Material for this exercise

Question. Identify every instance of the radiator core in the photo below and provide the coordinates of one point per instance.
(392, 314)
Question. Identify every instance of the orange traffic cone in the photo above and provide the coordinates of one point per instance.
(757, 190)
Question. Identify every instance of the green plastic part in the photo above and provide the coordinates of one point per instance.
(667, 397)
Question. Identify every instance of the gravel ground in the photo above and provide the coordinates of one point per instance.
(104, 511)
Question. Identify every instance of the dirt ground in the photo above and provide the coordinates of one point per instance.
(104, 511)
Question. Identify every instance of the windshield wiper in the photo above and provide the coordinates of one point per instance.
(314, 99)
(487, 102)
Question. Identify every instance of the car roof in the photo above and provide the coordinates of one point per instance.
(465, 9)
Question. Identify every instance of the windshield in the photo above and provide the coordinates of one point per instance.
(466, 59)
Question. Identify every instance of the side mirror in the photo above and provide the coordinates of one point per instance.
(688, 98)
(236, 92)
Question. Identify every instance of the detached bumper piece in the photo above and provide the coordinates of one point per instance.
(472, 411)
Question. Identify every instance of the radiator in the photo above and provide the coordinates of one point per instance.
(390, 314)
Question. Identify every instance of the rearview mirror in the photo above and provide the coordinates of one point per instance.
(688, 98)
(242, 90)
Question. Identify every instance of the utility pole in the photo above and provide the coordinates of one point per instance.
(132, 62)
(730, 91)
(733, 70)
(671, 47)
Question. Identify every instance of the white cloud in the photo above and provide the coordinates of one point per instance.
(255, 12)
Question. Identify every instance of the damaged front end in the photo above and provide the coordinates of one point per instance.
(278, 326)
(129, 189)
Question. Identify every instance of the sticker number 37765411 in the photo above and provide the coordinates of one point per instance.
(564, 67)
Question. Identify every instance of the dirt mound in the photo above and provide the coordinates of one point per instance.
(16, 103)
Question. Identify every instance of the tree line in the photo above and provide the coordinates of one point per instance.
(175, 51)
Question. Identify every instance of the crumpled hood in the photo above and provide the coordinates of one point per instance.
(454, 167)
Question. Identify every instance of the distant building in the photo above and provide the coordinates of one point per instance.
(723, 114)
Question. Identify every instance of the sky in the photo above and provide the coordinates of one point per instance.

Activity
Lines from the one holding "Question. Identify every instance of the distant" to the end of the listing above are the only ones to transcribe. Keep each exactly as written.

Solution below
Question. Identify every instance of the distant building in the photo above and provide the coordinates of one point per instance.
(723, 114)
Question. Identify every instance of the sky in the photo above and provide the coordinates of one point per instance.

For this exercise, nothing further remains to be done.